■ 課題 1:
人工呼吸器についてのコラムでは、肺炎が重くなった人に人工呼吸器を使う理由が説明されています。その理由を1〜3文で書いてください。
■ 課題 2:
人工呼吸器についてのコラムは、新型コロナウイルスに感染した人を割合で分けて説明しています。出てくる割合を、それぞれの説明と一緒に全部書き出してください。
■ 課題 3:
人工呼吸器についてのコラムを、最後の文のあとから書き進めてください。

■ 抜粋した文章:
--------------------------------------------------

院長コラム
Column

人工呼吸器による肺炎治療

2020年04月01日

元ドリフターズで喜劇王の志村けんさんが人工呼吸器・人工心肺を使った治療にもかかわらず新型コロナ肺炎により救命されずに命を落とされました。ご冥福をお祈りします。

昔からずっとテレビで多くの人に笑顔を与えてくれました。彼の死から新型コロナウイルス感染の怖さを身近なものに感じた人も多いのだと思います。

新型コロナウイルスは8割の方は軽症もしくは無症状の方とされていますが、2割の方は入院などの治療を要し、1割の重症化した人では集中治療室での人工呼吸器、さらには人工心肺も必要となるとされています。

肺炎が重症になると肺からうまく酸素を取り込むことができなくなり、人工呼吸器をつかって呼吸の補助をしながら濃度の高い酸素を送りこみます。それでも効果が不十分なら人工心肺を使用して直接静脈内に酸素を送り込むことになります。

重症の新型コロナ肺炎の増加から人工呼吸器が足らなくなるため、トランプ大統領は大手自動車会社のジェネラルモータースにも20万台程度の人工呼吸器の生産を指示しました。日本のいくつかの会社も増産するようです。

人工呼吸器の台数が十分になるとほとんどの人が救命でき、一件落着と思われる方もいるかもしれません。

しかしながら私としてはどうしてもそのようには思えません。それに同意される医師もいるではないかという気もします。

私自身、以前に集中治療室にて循環器疾患や肺炎の患者さんに治療を行い、重症の方には人工呼吸器や対外循環をつかってまで治療にあたっていた時期があります。

確かに急性の循環不全の患者さんでは、人工呼吸器を使用が有効に働き回復される患者さんはおおいです。

しかしながら肺炎が重症化する場合では治療抵抗性を示す場合も多くなります。治療法が明確でないコロナ肺炎では尚更かもしれません。

もちろん人工呼吸器の使用により救われる命もあり、有効な治療であることは間違いありません。しかしその効果は多くの人が期待するほど高くなく、結果を先延ばしにして長期化させるのではとも感じてしまいます。

また、人工呼吸器や対外循環を使用しながらの管理は多くのスタッフを要しますし、使い方を一つ間違うと患者の命が危うくなくことはもちろんのこと、治療室中にウイルスをまき散らしてしまうことにもなります。

人工機器を使用下の治療では重症患者さんの病状の変化に応じていろいろと気を遣うことも多く、まさに命をすり減らす位の重労働です。そのため経過が長期化すれば雪だるま式に医療スタッフの負担が増えるためますます疲弊してしまいそうです。

個人的には以前の集中治療の経験から、人工呼吸器が必要になる前の早めの対応がとても大切なのだと感じており、今でもそれは自分自身の中での教訓です。

今欧米で起こっていることがもし日本でもコロナ肺炎の患者さんが急増した場合、現場のスタッフは本当に大変になりそうで心配してしまいます。

海外での医療の現況は海外のニュースやSNSにより知ることができます。少し前のコラムでSNSはあまりみなくなったといいましたが、このような有事の時には貴重な情報を与えてくれる有用なツールなのだと再認識しています。知り合いの医師のメッセージやリンクからもその現状が伺いしれませす。

--------------------------------------------------

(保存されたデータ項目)
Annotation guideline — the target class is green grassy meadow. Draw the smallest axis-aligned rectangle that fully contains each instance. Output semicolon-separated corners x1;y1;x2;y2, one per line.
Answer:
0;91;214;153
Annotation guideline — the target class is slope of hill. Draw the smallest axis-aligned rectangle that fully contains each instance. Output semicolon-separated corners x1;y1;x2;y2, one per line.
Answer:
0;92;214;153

--------------------------------------------------

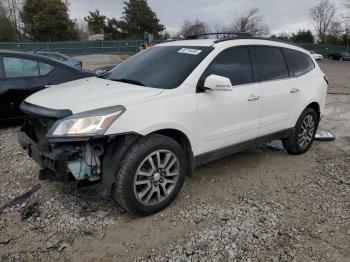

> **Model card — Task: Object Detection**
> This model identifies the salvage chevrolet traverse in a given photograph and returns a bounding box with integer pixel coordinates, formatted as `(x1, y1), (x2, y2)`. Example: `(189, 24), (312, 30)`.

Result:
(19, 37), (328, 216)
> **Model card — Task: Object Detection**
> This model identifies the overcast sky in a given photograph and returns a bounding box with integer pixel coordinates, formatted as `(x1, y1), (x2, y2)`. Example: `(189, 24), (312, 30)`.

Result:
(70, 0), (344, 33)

--------------------------------------------------

■ 回答 1:
肺炎が重くなると、肺からうまく酸素を取り込めなくなるからです。そのため、人工呼吸器で呼吸を助けながら、濃い酸素を送りこみます。

■ 回答 2:
- 8割：軽症、もしくは無症状
- 2割：入院などの治療が必要
- 1割：重症化し、集中治療室で人工呼吸器、さらには人工心肺も必要

■ 回答 3:
海外でコロナ肺炎と第一線で戦っている医療従事者は本当に大変です。

激しいストレスの中、専用のゴーグルと防護服をきたままでの勤務中には食事もできません。そして疲れて自宅に帰っても家族とは隔離で会えない状態です。

また、人工呼吸器を要した重症のコロナ肺炎患者の治癒経過は長く、死亡率はかなり高そうです。

イタリアでは、高齢者では一旦人工呼吸器にのってしまうと治療が長期化して多くの場合救命できないため、その使用に年齢制限をもうけているようです。

アメリカでも人工呼吸の使用にても改善しない患者では中止して他の患者さん選別も進めざるをえないようです。

人工呼吸を停止するという判断は患者さんの死を意味するので、その判断は日本では受け入れられないかもしれません。

しかし、追いつめられた治療環境では、その非情な決断がないとますます医療が崩壊するというジレンマもでてきてしまいます。

現在、コロナウイルスの感染患者数は86万人にのぼり、死亡者は4万2千人です。回復された人は17万人とされています。

https://gisanddata.maps.arcgis.com/apps/opsdashboard/index.html#/bda7594740fd40299423467b48e9ecf6

もちろんすべての人が検査されているわけではありませんが、みかけの死亡率は5%にも迫っています。

イタリアでの死亡率は10%を超え、とても低いといわれていた日本での死亡率も気が付けは3%となってきています。

当初2%程度で推移していた死亡率は、気が付くとどんどん高くなってきているような気もして少々不気味です。

2003年に流行した同じコロナウイルスの重症呼吸器症候群(SARS)も当初は4%と考えられていた死亡率が最終的には10%程度まで増加しました。

時間経過ともに死亡率が増加しているのは、重症化で長期化した患者さんをうまく救命できていないのではとも危惧してしまいます。

いろいろ怖くなってくるようなことをずらずらと書いてしまいました。しかし危機感や不安をあおりたてることは本意ではありません。海外での現況を冷静うけいれることにより日本での医療崩壊を防ふせぐ一助になればという想いです。

数週間後にはアメリカのようになる可能性もあることから医療関係者の危機感は強く、日本医師会も早々の非常事態宣言を出すことを政府に申告しました。

非常事態宣言にかかわらず、いずれにしてもまずは多くの人が徹底して感染の予防を心がけることが自らと周りの人を守り医療崩壊を防ぐためにも大切です。

あらためて良心、他者を思いやる気持ちなどの日本人としての大切な資質をためされているような気もします。

そしてコロナウイルスのとの戦いに勝利して多くの人に笑顔になることが志村けんさんへの供養になるのでしょう。